*What the exercise asks*:
Each entry below is to be extracted exactly.

*Excerpted records*:

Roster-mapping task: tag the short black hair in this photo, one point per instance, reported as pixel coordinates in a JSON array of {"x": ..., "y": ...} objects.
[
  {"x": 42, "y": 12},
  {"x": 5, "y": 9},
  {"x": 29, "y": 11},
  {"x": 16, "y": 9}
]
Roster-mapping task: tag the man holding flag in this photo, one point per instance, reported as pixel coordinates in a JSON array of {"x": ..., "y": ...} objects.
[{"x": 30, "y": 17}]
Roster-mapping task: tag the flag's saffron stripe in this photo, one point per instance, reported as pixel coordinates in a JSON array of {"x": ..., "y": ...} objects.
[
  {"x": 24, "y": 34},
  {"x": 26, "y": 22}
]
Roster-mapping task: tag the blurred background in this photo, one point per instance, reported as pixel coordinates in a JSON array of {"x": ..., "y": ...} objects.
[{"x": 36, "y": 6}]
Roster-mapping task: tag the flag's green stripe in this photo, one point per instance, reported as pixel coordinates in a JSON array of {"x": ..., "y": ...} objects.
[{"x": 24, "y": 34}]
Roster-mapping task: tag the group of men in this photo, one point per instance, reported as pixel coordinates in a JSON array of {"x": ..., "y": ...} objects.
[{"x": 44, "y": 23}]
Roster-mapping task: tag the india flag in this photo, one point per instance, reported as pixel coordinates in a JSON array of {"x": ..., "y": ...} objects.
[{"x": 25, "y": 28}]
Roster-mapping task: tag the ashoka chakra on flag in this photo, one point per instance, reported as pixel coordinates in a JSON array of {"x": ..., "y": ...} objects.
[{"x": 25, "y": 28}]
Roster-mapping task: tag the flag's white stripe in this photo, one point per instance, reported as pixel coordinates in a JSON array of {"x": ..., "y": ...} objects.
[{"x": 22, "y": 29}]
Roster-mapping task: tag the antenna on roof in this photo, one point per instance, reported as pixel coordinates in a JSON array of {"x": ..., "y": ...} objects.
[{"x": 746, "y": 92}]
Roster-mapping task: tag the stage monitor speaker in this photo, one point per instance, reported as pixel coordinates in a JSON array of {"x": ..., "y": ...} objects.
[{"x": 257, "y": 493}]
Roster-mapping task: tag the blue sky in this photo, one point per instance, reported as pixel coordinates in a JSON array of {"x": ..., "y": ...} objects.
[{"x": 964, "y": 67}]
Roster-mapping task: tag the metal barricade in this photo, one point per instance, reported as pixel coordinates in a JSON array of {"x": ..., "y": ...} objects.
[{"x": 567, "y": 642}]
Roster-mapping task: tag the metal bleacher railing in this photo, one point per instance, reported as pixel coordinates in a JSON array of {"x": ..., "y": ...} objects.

*Reply to the exercise*:
Roster-mapping task: tag the short black hair in this photo, one point per instance, reported as pixel coordinates in a JSON array of {"x": ..., "y": ...} objects.
[
  {"x": 42, "y": 12},
  {"x": 5, "y": 9},
  {"x": 29, "y": 11},
  {"x": 16, "y": 9}
]
Roster-mapping task: tag the man holding flag in this photo, one point per instance, reported as pixel coordinates in a JSON array of {"x": ..., "y": ...} objects.
[{"x": 30, "y": 17}]
Roster-mapping task: tag the flag's saffron stripe in this photo, one point per instance, reported as pixel coordinates in a JSON array of {"x": ..., "y": ...} objects.
[
  {"x": 24, "y": 34},
  {"x": 26, "y": 22}
]
Roster-mapping task: tag the blurred background in this photo, one point per instance, reported as pixel coordinates in a JSON array of {"x": ..., "y": ...} objects.
[{"x": 36, "y": 6}]
Roster-mapping task: tag the flag's green stripe in this photo, one point per instance, reported as pixel coordinates in a JSON array of {"x": ..., "y": ...} objects.
[{"x": 24, "y": 34}]
Roster-mapping task: tag the group of men in this photo, one point per instance, reported as pixel coordinates in a JSON array of {"x": ..., "y": ...} objects.
[{"x": 44, "y": 23}]
Roster-mapping task: tag the india flag in this photo, one point per instance, reported as pixel coordinates in a JSON array of {"x": ..., "y": ...} objects.
[{"x": 25, "y": 28}]
Roster-mapping task: tag the ashoka chakra on flag in this photo, one point per instance, reported as pixel coordinates in a JSON array of {"x": ..., "y": ...} objects.
[{"x": 25, "y": 28}]
Roster-mapping task: tag the flag's white stripe in this photo, one point per instance, reported as pixel coordinates in a JSON array of {"x": ..., "y": ...} objects.
[{"x": 22, "y": 29}]
Roster-mapping task: tag the antenna on roof in this photo, one point per instance, reported as pixel coordinates in a JSON array of {"x": ..., "y": ...} objects.
[{"x": 746, "y": 92}]
Roster-mapping task: tag the stage monitor speaker in this photo, one point per instance, reported as pixel coordinates in a JSON array of {"x": ..., "y": ...} objects.
[{"x": 257, "y": 493}]
Roster-mapping task: tag the blue sky in this photo, one point per instance, reported as pixel coordinates in a JSON array of {"x": ..., "y": ...} objects.
[{"x": 964, "y": 67}]
Roster-mapping task: tag the metal barricade in this photo, one point per instance, reported as pixel coordinates in a JSON array of {"x": ..., "y": ...} objects.
[{"x": 567, "y": 642}]
Roster-mapping task: tag the metal bleacher railing in this photo, one point per instance, reported as pixel coordinates in a JSON array of {"x": ..., "y": ...} objects.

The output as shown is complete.